Please write out exactly the lines of the data below from the line holding "Reviewer note: check that each instance of the curved" through the line holding "Reviewer note: check that each instance of the orange", and leave out the rest.

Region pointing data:
——
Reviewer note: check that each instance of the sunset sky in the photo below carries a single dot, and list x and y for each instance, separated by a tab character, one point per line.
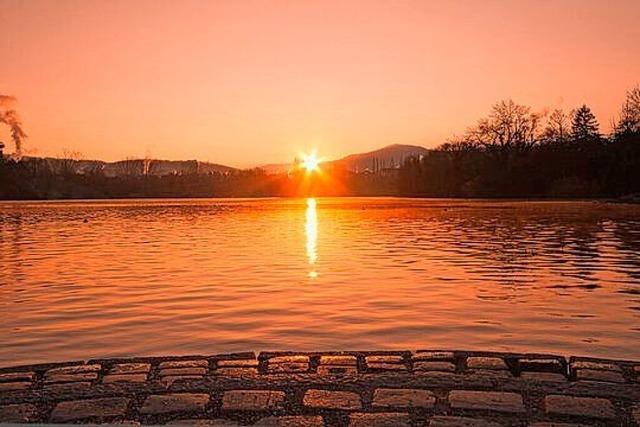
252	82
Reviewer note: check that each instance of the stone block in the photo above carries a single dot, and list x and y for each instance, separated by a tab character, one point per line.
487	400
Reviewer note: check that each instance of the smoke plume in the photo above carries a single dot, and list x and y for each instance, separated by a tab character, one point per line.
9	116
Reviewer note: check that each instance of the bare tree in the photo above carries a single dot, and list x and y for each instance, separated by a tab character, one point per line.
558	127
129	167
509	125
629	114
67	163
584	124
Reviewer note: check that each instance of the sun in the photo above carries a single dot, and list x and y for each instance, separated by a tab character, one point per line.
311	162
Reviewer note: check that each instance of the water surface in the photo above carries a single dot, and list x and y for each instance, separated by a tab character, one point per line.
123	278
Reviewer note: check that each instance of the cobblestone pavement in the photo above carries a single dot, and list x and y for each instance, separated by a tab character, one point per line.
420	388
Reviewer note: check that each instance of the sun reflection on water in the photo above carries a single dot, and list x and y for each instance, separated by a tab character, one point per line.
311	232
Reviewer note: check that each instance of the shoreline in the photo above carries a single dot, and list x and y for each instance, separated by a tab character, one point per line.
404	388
——
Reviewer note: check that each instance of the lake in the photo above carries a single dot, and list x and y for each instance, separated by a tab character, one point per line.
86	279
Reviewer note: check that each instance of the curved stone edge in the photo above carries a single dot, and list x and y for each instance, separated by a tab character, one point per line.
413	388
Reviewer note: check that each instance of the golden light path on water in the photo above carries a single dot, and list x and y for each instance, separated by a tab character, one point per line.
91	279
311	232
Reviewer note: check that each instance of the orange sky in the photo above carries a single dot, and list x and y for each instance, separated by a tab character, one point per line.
——
Answer for the task:
Reviewer note: check that each instance of the curved stone edge in the photo above carries a single dot, and list x and y for each instance, separated by a tab character, one point per line.
413	388
Reviewer note: check that each instance of the golden light path on water in the photo above carries a single dot, and list x and y for each instance, separated by a tab character, one point per line.
91	279
311	232
Reviewer note: check that each instance of the orange sky in the photo above carries a single dot, and list x and y for each instance, separated by a tab character, one point per line.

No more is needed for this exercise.